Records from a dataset
================================
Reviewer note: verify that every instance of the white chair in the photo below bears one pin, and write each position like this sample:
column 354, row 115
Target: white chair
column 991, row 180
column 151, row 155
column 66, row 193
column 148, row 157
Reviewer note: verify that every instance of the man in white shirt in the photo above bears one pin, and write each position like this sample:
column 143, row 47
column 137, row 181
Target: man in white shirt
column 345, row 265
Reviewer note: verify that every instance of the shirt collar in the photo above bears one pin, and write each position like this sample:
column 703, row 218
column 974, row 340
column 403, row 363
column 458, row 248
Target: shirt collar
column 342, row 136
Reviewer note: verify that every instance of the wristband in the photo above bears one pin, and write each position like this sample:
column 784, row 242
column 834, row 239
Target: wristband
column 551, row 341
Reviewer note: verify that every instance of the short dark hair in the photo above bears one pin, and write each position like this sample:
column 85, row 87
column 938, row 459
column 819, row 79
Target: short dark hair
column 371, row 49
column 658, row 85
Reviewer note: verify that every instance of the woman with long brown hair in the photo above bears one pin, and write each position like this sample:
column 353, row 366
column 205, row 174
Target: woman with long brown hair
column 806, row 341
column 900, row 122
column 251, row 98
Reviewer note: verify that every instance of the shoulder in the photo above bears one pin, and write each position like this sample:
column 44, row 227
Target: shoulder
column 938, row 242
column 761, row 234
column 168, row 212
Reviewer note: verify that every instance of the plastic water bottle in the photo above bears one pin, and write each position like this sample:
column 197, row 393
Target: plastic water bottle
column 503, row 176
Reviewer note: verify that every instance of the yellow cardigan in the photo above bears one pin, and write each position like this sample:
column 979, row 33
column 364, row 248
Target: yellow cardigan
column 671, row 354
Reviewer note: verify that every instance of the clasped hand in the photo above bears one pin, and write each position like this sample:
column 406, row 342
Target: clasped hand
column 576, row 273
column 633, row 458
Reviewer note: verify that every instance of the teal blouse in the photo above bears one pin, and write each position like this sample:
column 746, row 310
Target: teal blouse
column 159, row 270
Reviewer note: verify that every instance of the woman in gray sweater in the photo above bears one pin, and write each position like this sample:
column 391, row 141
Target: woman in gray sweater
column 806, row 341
================================
_WHAT THIS TASK INVOLVES_
Copy the entire listing above word for word, leaving out no line.

_COMPLETE RESPONSE_
Reviewer note: verify that every instance of the white chair in the photo below bears one pin, and write each position like this sample:
column 354, row 115
Target: white chair
column 991, row 180
column 151, row 155
column 66, row 193
column 148, row 157
Reviewer note: verify that every instance of the man in white shirt in the photo above bears one pin, and write each position like this sample:
column 143, row 47
column 137, row 181
Target: man in white shirt
column 345, row 265
Reviewer note: verify that every instance of the shirt collar in the photo above bears one pin, and write each position like this sample:
column 703, row 218
column 974, row 340
column 403, row 363
column 458, row 248
Target: shirt collar
column 342, row 136
Reviewer note: verify that every instance of the wristband in the photo above bears one pin, and write each position like this sample:
column 784, row 242
column 834, row 239
Target: wristband
column 551, row 341
Reviewer note: verify that every instance of the short dark hair in the photo above bears one pin, and write each position like this sample:
column 85, row 87
column 938, row 459
column 819, row 79
Target: short dark hair
column 371, row 49
column 658, row 85
Reviewer note: verify that every instance of the woman with long brown hair in the photo above bears one pin, and write each position like this sample:
column 353, row 366
column 205, row 174
Target: woman with long brown hair
column 806, row 341
column 900, row 122
column 251, row 98
Reviewer note: verify that every instance of the shoulder in the photo above bears one pin, and write each position like this sample:
column 44, row 227
Target: shoulder
column 938, row 242
column 761, row 234
column 168, row 212
Reviewer note: verify that every instance of the plastic water bottle in the photo above bears one pin, and write each position like this sample:
column 197, row 393
Target: plastic water bottle
column 503, row 176
Reviewer note: verify that every instance of the yellow cardigan in the photo above bears one pin, and write each position like this sample:
column 979, row 33
column 364, row 248
Target: yellow cardigan
column 671, row 354
Reviewer note: verify that every instance of the clasped hand in the photo above bears one pin, and write each position like this sample:
column 406, row 342
Target: clasped hand
column 576, row 273
column 633, row 458
Reviewer note: verify that every instance of the teal blouse in the photo above bears one pin, and write each position like this sample:
column 746, row 310
Target: teal blouse
column 159, row 270
Reviewer note: verify that every instance of the woman in gray sweater in the photo above bears one pin, and write each position like this sample:
column 391, row 141
Target: woman in gray sweater
column 806, row 341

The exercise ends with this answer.